# TÂCHES À RÉALISER
1. D'après le texte sur les sanctions américaines contre le vin, depuis quelle date les États-Unis appliquent-ils une taxation de 25 % sur les vins tranquilles français ?
2. Reprenez le texte sur les sanctions américaines contre le vin à la suite de sa dernière phrase.

# BLOC DE TEXTE
====

Sanctions américaines contre le vin : Danger sur le vignoble, la filière se mobilise

Sanctions américaines contre le vin : Danger sur le vignoble, la filière se mobilise

Depuis le 18 octobre 2019, les Etats-Unis appliquent une taxation de 25 % sur les vins tranquilles français. Le gouvernement américain menace désormais d’augmenter le niveau de taxation et d’étendre le champ des produits concernés. Ces sanctions risquent d’affaiblir durablement la viticulture française. La CNAOC et la filière viticole se mobilisent.

Quels vins sont concernés par la taxation américaine ?  

Les sanctions américaines s’appliquent aux vins français ayant une teneur en alcool inférieure ou égale à 14° et conditionnés dans des contenants inférieurs à 2 litres. Désormais, les produits concernés se voient appliqués des droits supplémentaires de 25 % dès leur entrée sur le territoire américain. Le représentant américain du commerce réexamine actuellement ces sanctions et menace de les étendre à d’autres produits comme les vins mousseux et les spiritueux. Il menace également d’augmenter le niveau de taxation jusqu’à 100 %.

Pourquoi les Etats-Unis taxent-ils les vins français ?

La décision américaine fait suite à l’affrontement juridique dans le cadre de l’Organisation Mondiale du Commerce (OMC) entre les Etats-Unis et l’Union Européenne à propos des subventions accordées par certains pays européens (dont la France) à l’avionneur Airbus. L’OMC a donné raison aux Etats-Unis qui jugeaient les subventions européennes illégales et a autorisé les américains à imposer des sanctions douanières en représailles. Les Etats-Unis ont décidé d’appliquer une hausse des droits de douane sur différents produits européens comme les vins français, les olives espagnoles ou les fromages italiens. En parallèle à ce conflit commercial, le représentant du commerce américain a annoncé la mise à l’étude de sanctions commerciales contre la France en raison de la mise en œuvre de la taxe sur les services numériques (appelée aussi « taxe GAFA ») que les USA jugent discriminatoire à leur endroit. Là aussi, la filière vin française est sous la menace de droits à 100%.

Que représente le marché américain pour la filière vitivinicole ?

====

# DONNÉES BRUTES
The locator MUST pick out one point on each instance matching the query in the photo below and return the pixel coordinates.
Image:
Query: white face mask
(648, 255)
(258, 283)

====

# RÉPONSES DANS L'ORDRE
1. Depuis le 18 octobre 2019.

2.
En 2018, l’export de vins et spiritueux français aux Etats-Unis a représenté 3,2 milliards d’euros (sur 13 milliards d’€ au total pour l’ensemble des vins et spiritueux exportés). Pour les seuls vins non effervescents, il représente environ 1 milliard d’euros de chiffre d’affaire chaque année. Il s’agit du 1er marché à l’export pour les vins et spiritueux français. Les Etats-Unis sont également le 1er marché de consommation de vin au monde. C’est un marché en forte croissance et très solvable, ce qui en fait un marché irremplaçable pour les entreprises vitivinicoles françaises. L’imposition durable d’une taxe américaine risque de faire sortir massivement les vins français du marché américain, qui seront rapidement remplacés par d’autres produits plus accessibles car moins taxés (vins italiens, vins du nouveau monde). A l’heure actuelle, aucun marché n’est en mesure d’absorber les vins qui n’iront pas sur le marché américain. Les vins vont donc se retrouver sur le marché européen et national qui sont déjà en berne.

Quelle est la position du gouvernement et des pouvoirs publics français ?

A plusieurs reprises, la CNAOC et des représentants de la filière viticole ont sensibilisé le gouvernement et les pouvoirs publics. En réponse, le 16 décembre dernier, lors du conseil des ministres européens de l’Agriculture, Didier Guillaume le ministre de l’Agriculture français a demandé à la Commission Européenne de renforcer les soutiens à la filière vitivinicole. L’Union Européenne a ensuite accordé plusieurs mesures de simplification des fonds de promotion pour inciter les entreprises concernées à se tourner vers de nouveaux marchés. La CNAOC et l’ensemble de la filière viticole ont appelé à la mise en place rapide d’un fond de compensation des entreprises viticoles impactées pour éviter qu’elles perdent des parts de marché. Elle a aussi demandé au gouvernement de suspendre provisoirement l’application de la taxe sur les services numériques pour éviter que de nouvelles sanctions américaines soient appliquées*. La CNAOC et l’ensemble des organisations de la filière refusent que la filière viticole soit une victime collatérale d’un conflit qui ne la concerne pas.

Comment la mobilisation se poursuit-elle ?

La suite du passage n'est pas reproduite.